** START TEXT BLOCK **

The BUFFALO program also could potentially locate SNe behind the clusters that are significantly magnified by gravitational lensing (Nordin et al. 2014; Patel et al. 2014; Rodney et al. 2015a). These lens-magnified events can provide a valuable test of the gravitational lensing models and have been informative in the refinement of lens models for Frontier Fields clusters. There is also a small but nonzero chance of locating another strongly lensed SN with multiple images, similar to "SN Refsdal" (Kelly et al. 2015). An SN that is multiply imaged by a cluster lens is likely to have measurable time delays (Kelly et al. 2016; Rodney et al. 2016) and could potentially be used to measure the Hubble constant (Grillo et al. 2018). Deep imaging surveys of the Frontier Fields clusters have revealed other exotic transient events with extreme magnifications μ > 100 (Rodney et al. 2018) or even μ > 1000 (Kelly et al. 2018; Chen et al. 2019). The BUFFALO imaging could discover such events at redshifts 0.8 ≲ z ≲ 2, but the rates of such extreme microlensing events are highly uncertain, and the BUFFALO cadence is not optimized for their discovery (see, however, Kaurov et al. 2019, in which they predicted an interval between caustic transient events of 1 yr).

7. Data Products

A major goal of BUFFALO is to produce data products that can be used by the entire astronomical community as both stand-alone catalogs and in preparation for additional observations with the JWST. Release of these products will be via MAST.⁸⁵ In an effort to release initial data as quickly as possible, these catalogs will be released individually for each of the six Frontier Fields clusters and parallel fields rather than waiting for the entire program to be complete.

** END TEXT BLOCK **
** START DATASET EXTRACT **

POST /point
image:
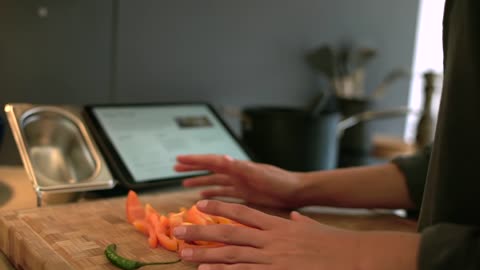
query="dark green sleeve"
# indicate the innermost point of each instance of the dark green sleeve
(449, 246)
(415, 168)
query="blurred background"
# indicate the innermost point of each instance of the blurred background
(233, 54)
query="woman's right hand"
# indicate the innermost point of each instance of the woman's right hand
(256, 183)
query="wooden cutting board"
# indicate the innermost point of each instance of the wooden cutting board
(74, 236)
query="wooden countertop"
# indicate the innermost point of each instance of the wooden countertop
(36, 220)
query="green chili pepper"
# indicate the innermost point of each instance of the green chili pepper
(127, 264)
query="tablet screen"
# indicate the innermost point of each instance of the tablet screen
(148, 138)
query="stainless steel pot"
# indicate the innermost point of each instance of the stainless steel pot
(296, 140)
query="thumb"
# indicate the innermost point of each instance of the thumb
(295, 216)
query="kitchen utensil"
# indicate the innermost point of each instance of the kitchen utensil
(292, 139)
(389, 79)
(57, 150)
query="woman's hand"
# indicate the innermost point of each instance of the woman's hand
(270, 242)
(253, 182)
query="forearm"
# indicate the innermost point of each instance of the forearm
(381, 186)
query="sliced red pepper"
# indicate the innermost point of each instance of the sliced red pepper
(194, 216)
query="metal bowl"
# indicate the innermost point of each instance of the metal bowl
(57, 150)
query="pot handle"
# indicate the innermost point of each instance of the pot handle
(372, 115)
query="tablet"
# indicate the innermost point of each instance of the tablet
(140, 142)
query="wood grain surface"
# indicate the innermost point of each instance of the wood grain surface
(74, 236)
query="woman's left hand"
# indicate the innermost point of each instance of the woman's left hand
(271, 242)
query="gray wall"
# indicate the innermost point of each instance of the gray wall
(231, 53)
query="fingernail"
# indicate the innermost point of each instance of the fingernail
(179, 231)
(202, 204)
(187, 253)
(229, 158)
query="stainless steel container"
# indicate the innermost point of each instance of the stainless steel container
(58, 152)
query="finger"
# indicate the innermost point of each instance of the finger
(226, 254)
(239, 213)
(208, 180)
(237, 266)
(187, 168)
(296, 216)
(222, 192)
(223, 233)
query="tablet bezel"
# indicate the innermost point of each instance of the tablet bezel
(117, 165)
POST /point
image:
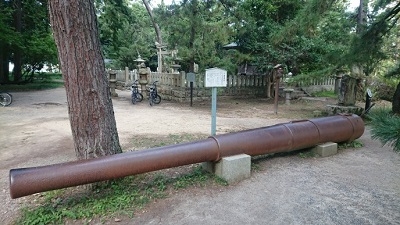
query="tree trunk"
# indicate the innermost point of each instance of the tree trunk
(396, 100)
(90, 107)
(348, 91)
(153, 21)
(17, 71)
(4, 64)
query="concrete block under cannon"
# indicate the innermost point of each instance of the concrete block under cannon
(283, 137)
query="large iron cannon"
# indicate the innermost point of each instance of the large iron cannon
(283, 137)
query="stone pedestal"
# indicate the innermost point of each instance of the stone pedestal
(326, 149)
(232, 169)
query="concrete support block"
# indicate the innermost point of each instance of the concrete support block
(326, 149)
(232, 168)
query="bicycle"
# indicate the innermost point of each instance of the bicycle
(136, 96)
(5, 98)
(154, 98)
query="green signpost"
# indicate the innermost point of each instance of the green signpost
(215, 77)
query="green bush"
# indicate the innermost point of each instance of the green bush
(385, 127)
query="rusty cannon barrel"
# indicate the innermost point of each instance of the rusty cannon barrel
(283, 137)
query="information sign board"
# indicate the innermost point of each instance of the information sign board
(215, 77)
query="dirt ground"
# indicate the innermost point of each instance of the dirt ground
(356, 186)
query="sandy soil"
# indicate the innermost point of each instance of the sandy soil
(357, 186)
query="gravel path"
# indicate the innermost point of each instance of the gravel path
(356, 186)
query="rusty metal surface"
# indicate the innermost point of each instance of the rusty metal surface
(278, 138)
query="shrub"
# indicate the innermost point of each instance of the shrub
(386, 127)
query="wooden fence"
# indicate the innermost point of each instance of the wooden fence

** END DATASET EXTRACT **

- [TASKS FOR THIS EXERCISE]:
(a) Decide whether each statement below agrees with the BUFFALO text. Answer yes or no for each, and quote the words of the text that decide it.
(i) The BUFFALO cadence is optimized for discovering extreme microlensing events.
(ii) The catalogs will be released separately for each of the six Frontier Fields clusters and parallel fields.
(iii) The data products will be released via MAST.
(b) Rewrite the BUFFALO text from "7. Data Products" to "to be complete.", putting "tables" wherever "catalogs" appears.

- [ANSWERS]:
(a)
(i) No: "the BUFFALO cadence is not optimized for their discovery"
(ii) Yes: "these catalogs will be released individually for each of the six Frontier Fields clusters and parallel fields"
(iii) Yes: "Release of these products will be via MAST"

(b)
7. Data Products

A major goal of BUFFALO is to produce data products that can be used by the entire astronomical community as both stand-alone tables and in preparation for additional observations with the JWST. Release of these products will be via MAST.⁸⁵ In an effort to release initial data as quickly as possible, these tables will be released individually for each of the six Frontier Fields clusters and parallel fields rather than waiting for the entire program to be complete.